Douglas R. Egerton’s, Death or Liberty: African Americans and Revolutionary America, Oxford University Press, 2009, 342 pages, hardcover
by Ed Kinane

When words aren’t used with care, ignorance deepens. Damage is done when those mischosen words relate to vital matters: our origins, our identity, or our values and aspirations.

We grew up hearing about the “American Revolution.” But both those words mislead. Our custom of calling that war “American” is pretentious. The war was confined mostly to a narrow swath along part of the east coast of the northern temperate zone of the Western Hemisphere. Here in the US we call ourselves “Americans” oblivious to all those hundreds of millions living in Canada, Mexico, Central America and South America. The inhabitants of these immense regions are no less “American” than ourselves.

And what is a “revolution”? To my mind, a revolution is a 180-degree change in the power structure and in socioeconomic arrangements. Does the so-called American Revolution qualify as that?

I was well along in years before I realized that what I had been taught was a revolution was really a militant demand for tax cuts – a demand resulting in colonies seceding from their mother country. And it wasn’t until I had read Howard Zinn’s classic, A People’s History of the United States, that I realized that the “American Revolution” was no revolution. For most people then living in the 13 colonies -- women, Native Americans, working class whites…or slaves – the “revolution” was barely a reform.

> _EXCERPTED DATA_:
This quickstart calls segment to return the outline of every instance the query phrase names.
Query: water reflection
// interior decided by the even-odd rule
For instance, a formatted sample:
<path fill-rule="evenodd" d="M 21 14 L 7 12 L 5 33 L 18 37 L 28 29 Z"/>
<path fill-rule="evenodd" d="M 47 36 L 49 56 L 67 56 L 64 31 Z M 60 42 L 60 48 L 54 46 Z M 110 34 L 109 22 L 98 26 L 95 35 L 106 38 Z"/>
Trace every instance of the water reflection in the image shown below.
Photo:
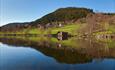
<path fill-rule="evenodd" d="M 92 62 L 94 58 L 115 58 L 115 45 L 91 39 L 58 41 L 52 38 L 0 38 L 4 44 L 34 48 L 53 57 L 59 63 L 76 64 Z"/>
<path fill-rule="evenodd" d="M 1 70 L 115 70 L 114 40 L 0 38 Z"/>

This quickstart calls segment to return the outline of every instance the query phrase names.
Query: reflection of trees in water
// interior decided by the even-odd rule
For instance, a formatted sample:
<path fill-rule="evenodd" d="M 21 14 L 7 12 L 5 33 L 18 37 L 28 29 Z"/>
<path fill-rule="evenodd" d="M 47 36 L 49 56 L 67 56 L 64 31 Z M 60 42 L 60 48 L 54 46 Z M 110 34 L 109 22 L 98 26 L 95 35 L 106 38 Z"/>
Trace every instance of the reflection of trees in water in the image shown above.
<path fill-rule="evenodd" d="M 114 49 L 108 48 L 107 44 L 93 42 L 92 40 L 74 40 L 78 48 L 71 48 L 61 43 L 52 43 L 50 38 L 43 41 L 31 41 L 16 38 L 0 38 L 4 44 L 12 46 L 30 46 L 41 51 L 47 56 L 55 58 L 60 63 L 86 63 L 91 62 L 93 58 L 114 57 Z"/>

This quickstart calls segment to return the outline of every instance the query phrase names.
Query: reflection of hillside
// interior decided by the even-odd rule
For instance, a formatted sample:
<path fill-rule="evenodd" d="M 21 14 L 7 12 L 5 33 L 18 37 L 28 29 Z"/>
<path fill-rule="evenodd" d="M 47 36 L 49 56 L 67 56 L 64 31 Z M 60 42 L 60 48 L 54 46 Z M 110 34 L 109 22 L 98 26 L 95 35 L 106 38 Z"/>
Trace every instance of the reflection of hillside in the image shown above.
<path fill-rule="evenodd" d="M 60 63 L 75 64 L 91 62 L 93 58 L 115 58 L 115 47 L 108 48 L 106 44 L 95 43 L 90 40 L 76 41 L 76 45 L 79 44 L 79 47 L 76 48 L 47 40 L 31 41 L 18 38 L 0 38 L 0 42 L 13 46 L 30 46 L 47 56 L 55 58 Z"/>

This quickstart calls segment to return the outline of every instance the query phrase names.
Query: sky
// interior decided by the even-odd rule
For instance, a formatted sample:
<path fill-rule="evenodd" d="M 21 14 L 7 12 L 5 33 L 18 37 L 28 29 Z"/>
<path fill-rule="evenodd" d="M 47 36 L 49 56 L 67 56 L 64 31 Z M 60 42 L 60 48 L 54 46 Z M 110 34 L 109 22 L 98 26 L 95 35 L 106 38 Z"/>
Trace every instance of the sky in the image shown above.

> _WRITTEN REQUEST_: Write out the stretch of the book review from "And what is" through "qualify as that?", swapping "power structure" for "ruling order".

> _RESULT OF THIS EXERCISE_:
And what is a “revolution”? To my mind, a revolution is a 180-degree change in the ruling order and in socioeconomic arrangements. Does the so-called American Revolution qualify as that?